### Supplied passage
(begin)

An exploration of AlloyDB’s architecture and design, focussing on its storage engine, with descriptions of how it handles reads and writes
The AlloyDB team made bold claims about their service:
- Compared to standard PostgreSQL, AlloyDB is more than 4x faster for transactional workloads, and up to 100x faster for analytical workloads.
- Compared to Amazon’s service (they don’t say but we can guess it’s Aurora 🤔), AlloyDB is 2x faster for transactional workloads.
These are impressive numbers!
How were the AlloyDB developers able to achieve this kind of acceleration for both transactional and analytical workloads? What architectural innovations were necessary in order to get there? And are there lessons to be learned for architects and developers of similar cloud scale distributed systems?
In this post, I’ll walk you through the architecture and design details of AlloyDB for PostgreSQL, focussing particularly on its storage engine, which is the secret sauce behind these performance numbers, and is also the catalyst for a number of administrative and management benefits of the service.
Let’s begin, shall we?
AlloyDB service description and benefits
Before we go down the intriguing rabbit hole of design choices, trade-offs, and cost implications of AlloyDB’s architecture, let’s briefly put on our Product Management hat 🧢, to define what AlloyDB is, and to articulate how enterprises can expect to benefit from it. This will help set the context for the rest of the discussion.
First off, AlloyDB is a PostgreSQL-compatible database. In theory at least, what this means is that a customer can simply migrate data from their existing PostgreSQL database to AlloyDB, update the database connection strings in their applications to point to the AlloyDB instance, and it would all work just fine! This is good as it eases the adoption process in the customers’ minds.
A quick aside:
Notice how varied databases now are all PostgreSQL-compatible. This is an exciting trend in my opinion! For the longest time, the application world was crippled due to a lack of protocol and grammar standardization. PostgreSQL, MySQL, and other databases may seem similar on the surface but are worlds apart when it comes to the client-server protocols they use, or the SQL grammars they support. It’s heartening to see CockroachDB, Redshift, Aurora, and now AlloyDB, all converging on PostgreSQL. This will vastly simplify driver development, application coding, and security and observability tooling!
Figure 1 shows the high level functional components of AlloyDB.
How would we describe this service?
- Firstly, AlloyDB is a regional service (think
us-west-1, etc. in AWS lingo), which is to say it is not multi-region.

(end)

### Exercise 1
What speedup over standard PostgreSQL does the AlloyDB overview say AlloyDB claims for analytical workloads?

### Data for processing
(begin)

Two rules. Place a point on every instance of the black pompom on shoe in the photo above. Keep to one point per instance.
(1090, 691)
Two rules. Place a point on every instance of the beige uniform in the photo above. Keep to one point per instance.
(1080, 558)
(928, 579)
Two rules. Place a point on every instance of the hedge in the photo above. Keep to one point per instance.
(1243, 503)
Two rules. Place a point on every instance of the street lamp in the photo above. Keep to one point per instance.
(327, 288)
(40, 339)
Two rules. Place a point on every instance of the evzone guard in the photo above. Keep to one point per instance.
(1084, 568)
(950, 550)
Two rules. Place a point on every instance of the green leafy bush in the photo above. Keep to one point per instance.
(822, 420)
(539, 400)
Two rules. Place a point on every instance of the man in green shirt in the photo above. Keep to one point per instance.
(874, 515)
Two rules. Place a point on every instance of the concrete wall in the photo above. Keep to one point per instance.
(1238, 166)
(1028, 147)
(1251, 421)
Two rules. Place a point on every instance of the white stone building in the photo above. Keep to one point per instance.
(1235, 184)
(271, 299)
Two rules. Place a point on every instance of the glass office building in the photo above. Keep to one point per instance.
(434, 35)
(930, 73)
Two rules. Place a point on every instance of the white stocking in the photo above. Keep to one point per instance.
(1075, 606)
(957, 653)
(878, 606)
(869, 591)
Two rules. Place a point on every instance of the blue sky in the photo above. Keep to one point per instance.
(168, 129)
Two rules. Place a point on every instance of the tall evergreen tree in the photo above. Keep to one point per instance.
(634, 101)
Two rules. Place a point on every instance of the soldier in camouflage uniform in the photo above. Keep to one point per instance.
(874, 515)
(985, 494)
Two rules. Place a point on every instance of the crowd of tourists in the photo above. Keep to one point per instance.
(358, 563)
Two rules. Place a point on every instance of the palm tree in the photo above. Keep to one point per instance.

(end)

### Exercise 2
Echo the records unchanged. Begin at the line that has "Two rules. Place a point on every instance of the tall" and stop after the last line of the records.

### Final result 1
Up to 100x faster.

### Final result 2
Two rules. Place a point on every instance of the tall evergreen tree in the photo above. Keep to one point per instance.
(634, 101)
Two rules. Place a point on every instance of the soldier in camouflage uniform in the photo above. Keep to one point per instance.
(874, 515)
(985, 494)
Two rules. Place a point on every instance of the crowd of tourists in the photo above. Keep to one point per instance.
(358, 563)
Two rules. Place a point on every instance of the palm tree in the photo above. Keep to one point per instance.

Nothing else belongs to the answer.